_Goal of the exercise_
Copy the data word for word, starting at the line that contains "the shrub, writing one line per instance." and continuing through the final line of the data. Include both the starting line and the final line.

Coordinate annotation data:
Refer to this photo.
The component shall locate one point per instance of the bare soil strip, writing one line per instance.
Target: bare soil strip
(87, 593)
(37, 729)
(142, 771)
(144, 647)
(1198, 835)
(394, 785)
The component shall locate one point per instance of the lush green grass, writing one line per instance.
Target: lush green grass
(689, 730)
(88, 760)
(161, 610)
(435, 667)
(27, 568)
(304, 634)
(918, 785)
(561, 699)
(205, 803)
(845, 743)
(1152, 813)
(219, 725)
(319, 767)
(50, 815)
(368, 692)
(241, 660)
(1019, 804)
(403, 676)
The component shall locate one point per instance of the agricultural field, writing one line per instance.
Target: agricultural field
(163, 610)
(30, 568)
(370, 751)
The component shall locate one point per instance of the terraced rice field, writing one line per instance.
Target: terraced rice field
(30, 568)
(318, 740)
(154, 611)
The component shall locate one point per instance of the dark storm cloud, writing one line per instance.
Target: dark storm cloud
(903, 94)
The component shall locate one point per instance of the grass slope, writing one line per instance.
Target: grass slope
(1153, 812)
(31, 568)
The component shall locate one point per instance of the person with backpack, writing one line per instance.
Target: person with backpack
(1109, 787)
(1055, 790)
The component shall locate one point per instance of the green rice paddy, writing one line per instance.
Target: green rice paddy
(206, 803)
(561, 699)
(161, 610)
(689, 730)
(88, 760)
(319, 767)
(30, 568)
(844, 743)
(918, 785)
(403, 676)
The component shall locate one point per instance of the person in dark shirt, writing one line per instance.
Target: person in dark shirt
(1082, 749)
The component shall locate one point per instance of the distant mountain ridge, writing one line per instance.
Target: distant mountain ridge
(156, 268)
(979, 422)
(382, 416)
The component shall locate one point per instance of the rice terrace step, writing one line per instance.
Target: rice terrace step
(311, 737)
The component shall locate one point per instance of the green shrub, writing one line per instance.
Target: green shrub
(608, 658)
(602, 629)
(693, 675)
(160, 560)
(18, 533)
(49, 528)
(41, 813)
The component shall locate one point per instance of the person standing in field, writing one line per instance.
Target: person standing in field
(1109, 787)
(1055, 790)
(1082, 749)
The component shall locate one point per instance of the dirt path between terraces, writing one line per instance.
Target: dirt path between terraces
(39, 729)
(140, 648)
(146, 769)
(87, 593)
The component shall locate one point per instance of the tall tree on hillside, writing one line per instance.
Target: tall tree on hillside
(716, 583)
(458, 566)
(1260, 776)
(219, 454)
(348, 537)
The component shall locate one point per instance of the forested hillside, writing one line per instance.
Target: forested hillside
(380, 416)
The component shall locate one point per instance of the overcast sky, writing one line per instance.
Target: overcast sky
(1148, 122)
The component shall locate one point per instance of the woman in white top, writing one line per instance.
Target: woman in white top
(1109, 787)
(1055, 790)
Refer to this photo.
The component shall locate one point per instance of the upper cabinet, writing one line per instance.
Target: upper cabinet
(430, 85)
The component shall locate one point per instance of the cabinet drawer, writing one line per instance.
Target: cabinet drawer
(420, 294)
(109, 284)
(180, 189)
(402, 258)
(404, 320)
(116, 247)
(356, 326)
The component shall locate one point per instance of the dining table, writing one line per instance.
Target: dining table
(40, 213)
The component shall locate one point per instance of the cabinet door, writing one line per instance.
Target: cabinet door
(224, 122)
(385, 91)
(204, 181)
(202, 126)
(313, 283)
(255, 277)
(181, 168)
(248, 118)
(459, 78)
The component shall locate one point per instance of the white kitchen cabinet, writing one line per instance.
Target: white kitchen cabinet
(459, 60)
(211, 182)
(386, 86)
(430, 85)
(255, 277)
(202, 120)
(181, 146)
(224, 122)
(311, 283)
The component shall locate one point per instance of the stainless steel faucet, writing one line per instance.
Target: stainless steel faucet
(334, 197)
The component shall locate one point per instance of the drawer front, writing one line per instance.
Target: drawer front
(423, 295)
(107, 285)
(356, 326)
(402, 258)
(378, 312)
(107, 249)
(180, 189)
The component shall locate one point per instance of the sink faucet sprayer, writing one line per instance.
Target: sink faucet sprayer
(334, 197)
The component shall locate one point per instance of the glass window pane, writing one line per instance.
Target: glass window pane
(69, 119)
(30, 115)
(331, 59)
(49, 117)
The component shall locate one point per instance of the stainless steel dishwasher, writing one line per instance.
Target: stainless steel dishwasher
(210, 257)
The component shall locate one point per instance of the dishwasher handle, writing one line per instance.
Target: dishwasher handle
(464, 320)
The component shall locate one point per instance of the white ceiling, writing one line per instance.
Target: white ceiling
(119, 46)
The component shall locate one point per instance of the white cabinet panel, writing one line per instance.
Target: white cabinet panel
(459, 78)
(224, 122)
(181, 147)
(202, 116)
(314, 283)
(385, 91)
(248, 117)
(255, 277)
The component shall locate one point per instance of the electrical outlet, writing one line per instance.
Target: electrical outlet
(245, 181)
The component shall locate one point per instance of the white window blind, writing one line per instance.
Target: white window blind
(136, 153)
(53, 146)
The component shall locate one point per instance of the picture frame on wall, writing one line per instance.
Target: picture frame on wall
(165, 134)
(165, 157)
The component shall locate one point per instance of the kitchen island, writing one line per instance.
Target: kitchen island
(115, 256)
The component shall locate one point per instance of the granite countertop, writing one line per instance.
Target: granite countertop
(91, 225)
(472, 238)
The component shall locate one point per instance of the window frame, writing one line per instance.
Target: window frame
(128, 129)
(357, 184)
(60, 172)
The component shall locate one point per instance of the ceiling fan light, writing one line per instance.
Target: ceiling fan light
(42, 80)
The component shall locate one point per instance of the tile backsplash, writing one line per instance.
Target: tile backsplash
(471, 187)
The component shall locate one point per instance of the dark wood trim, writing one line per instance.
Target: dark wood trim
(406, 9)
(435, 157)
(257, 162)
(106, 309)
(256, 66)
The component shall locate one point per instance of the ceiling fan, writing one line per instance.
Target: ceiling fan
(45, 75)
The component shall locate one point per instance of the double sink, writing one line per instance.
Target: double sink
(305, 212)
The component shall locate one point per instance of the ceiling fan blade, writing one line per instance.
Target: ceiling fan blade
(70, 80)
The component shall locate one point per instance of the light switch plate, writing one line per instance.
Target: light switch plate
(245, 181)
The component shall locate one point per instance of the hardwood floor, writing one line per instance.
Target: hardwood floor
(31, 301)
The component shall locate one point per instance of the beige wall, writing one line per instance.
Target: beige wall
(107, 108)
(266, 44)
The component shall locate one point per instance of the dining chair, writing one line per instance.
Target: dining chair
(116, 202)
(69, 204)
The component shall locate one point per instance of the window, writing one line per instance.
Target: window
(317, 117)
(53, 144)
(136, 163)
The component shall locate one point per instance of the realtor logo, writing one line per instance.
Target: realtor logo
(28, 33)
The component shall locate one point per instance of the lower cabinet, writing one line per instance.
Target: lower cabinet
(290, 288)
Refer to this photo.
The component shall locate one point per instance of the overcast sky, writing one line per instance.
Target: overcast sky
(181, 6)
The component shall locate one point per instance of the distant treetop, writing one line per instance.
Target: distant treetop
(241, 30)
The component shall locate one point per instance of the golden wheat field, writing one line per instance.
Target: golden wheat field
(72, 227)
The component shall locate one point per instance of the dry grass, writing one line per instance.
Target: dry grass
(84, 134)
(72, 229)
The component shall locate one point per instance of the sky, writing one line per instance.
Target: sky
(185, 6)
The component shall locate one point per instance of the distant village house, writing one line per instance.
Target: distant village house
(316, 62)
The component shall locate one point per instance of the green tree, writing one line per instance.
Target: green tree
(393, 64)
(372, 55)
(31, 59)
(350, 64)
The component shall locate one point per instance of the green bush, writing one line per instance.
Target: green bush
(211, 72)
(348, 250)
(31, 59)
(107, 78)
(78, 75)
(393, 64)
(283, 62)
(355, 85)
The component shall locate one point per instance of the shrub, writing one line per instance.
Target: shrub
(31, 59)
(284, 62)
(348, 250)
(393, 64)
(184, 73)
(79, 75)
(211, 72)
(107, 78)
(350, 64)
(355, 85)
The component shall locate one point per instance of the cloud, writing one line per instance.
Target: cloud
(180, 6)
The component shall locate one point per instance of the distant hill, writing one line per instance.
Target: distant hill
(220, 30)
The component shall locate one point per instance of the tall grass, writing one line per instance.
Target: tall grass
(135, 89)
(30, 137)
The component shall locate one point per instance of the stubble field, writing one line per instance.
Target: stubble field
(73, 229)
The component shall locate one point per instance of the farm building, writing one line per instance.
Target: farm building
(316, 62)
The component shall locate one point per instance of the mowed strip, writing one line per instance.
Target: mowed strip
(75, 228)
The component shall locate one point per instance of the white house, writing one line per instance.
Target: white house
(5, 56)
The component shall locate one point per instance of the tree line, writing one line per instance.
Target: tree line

_Output for this exercise_
The component shall locate one point per instance of the shrub, writing one line per instance.
Target: shrub
(31, 59)
(284, 62)
(348, 250)
(393, 64)
(184, 73)
(79, 75)
(211, 72)
(107, 78)
(350, 64)
(355, 85)
The component shall locate one point per instance of the cloud, writing one line per instance.
Target: cloud
(180, 6)
The component shall locate one point per instance of the distant hill, writing one line per instance.
Target: distant hill
(220, 30)
The component shall locate one point per instance of the tall grass, writing one line per instance.
Target: tall grass
(135, 89)
(30, 137)
The component shall locate one point per instance of the stubble field, writing one line per instance.
Target: stubble field
(73, 229)
The component shall locate one point per instance of the farm building, writing one line per instance.
Target: farm building
(316, 62)
The component shall locate one point per instance of the mowed strip, writing one line per instance.
Target: mowed strip
(75, 228)
The component shall locate one point per instance of the white house, writing one line per instance.
Target: white house
(5, 56)
The component shall locate one point per instance of the tree line, writing one line per instance.
Target: tree line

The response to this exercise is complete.